TASK DETAILS –
Copy every one of the rows below character for character, keeping each line and its order unchanged.

* Start TASK MATERIAL *

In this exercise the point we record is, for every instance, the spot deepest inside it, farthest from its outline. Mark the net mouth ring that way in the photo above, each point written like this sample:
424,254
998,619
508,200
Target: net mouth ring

* End TASK MATERIAL *

TASK RESPONSE –
In this exercise the point we record is, for every instance, the spot deepest inside it, farthest from its outline. Mark the net mouth ring that way in the photo above, each point written like this sample:
424,254
998,619
508,200
Target: net mouth ring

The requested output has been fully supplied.